═════ Records for processing ═════
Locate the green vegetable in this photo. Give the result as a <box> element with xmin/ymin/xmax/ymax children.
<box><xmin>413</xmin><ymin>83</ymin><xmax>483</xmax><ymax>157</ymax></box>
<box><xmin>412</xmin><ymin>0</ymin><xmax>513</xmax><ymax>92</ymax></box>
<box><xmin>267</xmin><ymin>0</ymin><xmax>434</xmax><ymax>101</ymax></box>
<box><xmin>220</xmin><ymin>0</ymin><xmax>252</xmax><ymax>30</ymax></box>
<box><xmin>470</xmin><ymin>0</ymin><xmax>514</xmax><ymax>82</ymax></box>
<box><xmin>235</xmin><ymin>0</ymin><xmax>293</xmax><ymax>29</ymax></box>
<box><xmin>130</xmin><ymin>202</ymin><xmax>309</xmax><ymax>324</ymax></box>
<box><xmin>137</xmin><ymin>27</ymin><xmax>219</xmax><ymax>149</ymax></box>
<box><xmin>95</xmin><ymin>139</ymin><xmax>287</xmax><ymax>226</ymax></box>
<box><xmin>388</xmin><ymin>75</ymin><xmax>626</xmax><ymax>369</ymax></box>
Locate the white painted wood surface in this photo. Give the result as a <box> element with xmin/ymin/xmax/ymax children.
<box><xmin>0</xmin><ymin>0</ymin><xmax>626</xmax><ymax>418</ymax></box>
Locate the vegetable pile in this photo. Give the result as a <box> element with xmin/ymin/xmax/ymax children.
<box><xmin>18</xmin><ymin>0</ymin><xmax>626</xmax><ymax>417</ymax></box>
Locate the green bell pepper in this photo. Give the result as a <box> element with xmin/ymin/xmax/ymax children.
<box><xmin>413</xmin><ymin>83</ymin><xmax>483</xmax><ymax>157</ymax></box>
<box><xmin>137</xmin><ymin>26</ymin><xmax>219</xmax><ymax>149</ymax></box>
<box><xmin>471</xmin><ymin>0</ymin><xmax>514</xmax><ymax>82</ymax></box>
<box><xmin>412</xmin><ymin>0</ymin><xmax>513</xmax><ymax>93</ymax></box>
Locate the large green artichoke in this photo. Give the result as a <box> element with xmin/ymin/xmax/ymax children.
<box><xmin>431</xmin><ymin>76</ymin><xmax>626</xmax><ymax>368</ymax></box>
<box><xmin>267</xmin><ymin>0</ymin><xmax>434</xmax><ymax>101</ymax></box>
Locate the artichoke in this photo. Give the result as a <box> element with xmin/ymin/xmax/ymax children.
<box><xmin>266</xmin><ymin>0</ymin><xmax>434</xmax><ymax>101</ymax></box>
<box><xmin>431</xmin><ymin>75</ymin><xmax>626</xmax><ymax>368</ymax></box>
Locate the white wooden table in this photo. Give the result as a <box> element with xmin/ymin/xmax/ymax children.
═════
═════ Records for processing ═════
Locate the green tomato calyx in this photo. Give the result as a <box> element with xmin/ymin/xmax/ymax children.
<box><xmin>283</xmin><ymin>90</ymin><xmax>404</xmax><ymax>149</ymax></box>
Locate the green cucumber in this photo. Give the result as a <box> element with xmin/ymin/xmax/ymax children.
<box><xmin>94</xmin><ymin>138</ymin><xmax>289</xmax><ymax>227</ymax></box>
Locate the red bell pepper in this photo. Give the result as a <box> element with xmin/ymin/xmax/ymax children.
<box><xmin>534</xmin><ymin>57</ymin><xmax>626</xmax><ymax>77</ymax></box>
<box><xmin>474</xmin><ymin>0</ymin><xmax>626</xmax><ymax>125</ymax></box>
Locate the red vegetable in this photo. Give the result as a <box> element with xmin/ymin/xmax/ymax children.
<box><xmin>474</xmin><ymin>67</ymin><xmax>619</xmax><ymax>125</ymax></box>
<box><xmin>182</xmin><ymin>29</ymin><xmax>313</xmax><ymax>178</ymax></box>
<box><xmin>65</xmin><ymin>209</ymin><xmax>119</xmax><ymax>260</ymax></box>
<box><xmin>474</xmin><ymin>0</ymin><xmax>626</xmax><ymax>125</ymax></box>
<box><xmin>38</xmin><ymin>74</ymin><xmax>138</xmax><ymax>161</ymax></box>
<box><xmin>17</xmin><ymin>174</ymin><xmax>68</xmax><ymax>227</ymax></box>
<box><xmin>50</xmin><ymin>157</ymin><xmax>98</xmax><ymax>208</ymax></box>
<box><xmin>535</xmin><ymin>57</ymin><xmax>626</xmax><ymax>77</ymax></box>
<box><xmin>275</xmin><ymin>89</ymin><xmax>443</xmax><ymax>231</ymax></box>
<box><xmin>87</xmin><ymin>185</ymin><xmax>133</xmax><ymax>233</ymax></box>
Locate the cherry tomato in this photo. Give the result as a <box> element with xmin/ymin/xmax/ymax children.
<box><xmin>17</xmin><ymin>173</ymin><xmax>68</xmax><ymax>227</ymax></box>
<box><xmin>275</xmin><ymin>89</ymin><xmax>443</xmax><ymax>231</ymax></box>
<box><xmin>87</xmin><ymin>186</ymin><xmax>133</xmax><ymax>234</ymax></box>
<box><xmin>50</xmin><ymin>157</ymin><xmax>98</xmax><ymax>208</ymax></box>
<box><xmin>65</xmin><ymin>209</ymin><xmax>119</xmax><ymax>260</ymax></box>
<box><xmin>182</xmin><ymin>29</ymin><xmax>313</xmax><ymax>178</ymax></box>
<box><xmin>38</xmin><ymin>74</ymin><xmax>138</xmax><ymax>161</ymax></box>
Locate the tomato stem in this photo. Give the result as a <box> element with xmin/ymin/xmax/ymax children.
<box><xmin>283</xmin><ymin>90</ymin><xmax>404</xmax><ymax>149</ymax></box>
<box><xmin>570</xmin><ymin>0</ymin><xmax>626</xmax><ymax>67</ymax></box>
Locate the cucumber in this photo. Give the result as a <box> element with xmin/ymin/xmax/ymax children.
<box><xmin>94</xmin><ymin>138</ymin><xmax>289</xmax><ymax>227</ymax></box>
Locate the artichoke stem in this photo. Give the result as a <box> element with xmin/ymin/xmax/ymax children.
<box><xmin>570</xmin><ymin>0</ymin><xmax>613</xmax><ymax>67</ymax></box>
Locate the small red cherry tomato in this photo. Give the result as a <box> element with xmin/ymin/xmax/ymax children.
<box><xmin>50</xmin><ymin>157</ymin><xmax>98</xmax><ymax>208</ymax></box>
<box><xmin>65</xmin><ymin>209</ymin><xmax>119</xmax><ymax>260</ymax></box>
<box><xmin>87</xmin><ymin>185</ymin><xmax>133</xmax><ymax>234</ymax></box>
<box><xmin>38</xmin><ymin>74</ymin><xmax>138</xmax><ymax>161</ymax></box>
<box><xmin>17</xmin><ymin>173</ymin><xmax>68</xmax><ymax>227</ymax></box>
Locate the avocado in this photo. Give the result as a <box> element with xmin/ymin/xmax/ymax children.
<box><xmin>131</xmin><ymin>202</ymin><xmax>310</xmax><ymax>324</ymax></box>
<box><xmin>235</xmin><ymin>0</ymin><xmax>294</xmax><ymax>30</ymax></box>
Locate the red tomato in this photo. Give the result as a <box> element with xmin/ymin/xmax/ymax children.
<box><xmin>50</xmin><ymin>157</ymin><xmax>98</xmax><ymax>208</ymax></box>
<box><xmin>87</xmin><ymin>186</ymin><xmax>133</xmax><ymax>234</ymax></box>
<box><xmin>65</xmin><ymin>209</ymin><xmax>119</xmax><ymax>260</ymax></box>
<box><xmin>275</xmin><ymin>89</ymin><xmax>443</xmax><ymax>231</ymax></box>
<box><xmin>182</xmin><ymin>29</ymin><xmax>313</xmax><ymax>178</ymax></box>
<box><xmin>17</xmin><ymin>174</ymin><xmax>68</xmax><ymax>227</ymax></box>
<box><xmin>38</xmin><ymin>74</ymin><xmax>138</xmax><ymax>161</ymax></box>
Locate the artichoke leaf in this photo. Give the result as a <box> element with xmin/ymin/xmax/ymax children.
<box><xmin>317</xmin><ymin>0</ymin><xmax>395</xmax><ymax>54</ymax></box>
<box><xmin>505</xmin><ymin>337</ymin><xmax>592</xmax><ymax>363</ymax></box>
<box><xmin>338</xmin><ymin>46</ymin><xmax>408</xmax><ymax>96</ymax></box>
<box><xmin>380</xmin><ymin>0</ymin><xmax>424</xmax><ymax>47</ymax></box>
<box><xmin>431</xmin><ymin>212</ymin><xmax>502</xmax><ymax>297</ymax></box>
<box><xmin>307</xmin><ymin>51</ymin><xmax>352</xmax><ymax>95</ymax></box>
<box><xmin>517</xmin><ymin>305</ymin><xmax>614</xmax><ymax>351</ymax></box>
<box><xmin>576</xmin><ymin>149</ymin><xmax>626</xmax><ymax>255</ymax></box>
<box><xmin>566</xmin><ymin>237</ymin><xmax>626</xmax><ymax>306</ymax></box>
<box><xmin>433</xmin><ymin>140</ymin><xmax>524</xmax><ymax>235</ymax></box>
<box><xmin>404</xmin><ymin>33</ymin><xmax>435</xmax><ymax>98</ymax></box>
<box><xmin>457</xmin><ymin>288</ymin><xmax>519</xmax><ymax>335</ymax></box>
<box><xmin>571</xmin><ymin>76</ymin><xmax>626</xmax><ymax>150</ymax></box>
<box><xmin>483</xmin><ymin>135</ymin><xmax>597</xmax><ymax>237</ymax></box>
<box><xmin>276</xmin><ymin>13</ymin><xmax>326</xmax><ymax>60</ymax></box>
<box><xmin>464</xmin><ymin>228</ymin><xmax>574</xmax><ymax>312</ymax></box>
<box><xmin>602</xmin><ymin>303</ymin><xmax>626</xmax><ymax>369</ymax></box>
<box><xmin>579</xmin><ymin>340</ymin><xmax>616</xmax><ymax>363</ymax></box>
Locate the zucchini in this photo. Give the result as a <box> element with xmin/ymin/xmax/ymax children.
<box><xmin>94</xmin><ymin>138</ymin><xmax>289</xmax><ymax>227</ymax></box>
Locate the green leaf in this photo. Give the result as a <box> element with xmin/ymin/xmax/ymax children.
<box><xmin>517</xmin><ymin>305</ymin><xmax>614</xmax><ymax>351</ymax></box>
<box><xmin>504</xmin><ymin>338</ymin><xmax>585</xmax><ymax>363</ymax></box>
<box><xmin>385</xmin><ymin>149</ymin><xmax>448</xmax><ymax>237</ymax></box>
═════
#### [Written task]
Find every line in the listing that contains the word "tomato", and copy each of those lines in full.

#### [Exercise solution]
Locate the green tomato calyx in this photo. Give the result as a <box> element with xmin/ymin/xmax/ymax children.
Locate the cherry tomato in this photo. Give the result as a <box> element with xmin/ymin/xmax/ymax children.
Locate the tomato stem in this photo. Give the result as a <box> element with xmin/ymin/xmax/ymax children.
Locate the small red cherry tomato in this photo. Give the result as a <box> element with xmin/ymin/xmax/ymax children.
Locate the red tomato in this photo. Give the result as a <box> element with xmin/ymin/xmax/ymax children.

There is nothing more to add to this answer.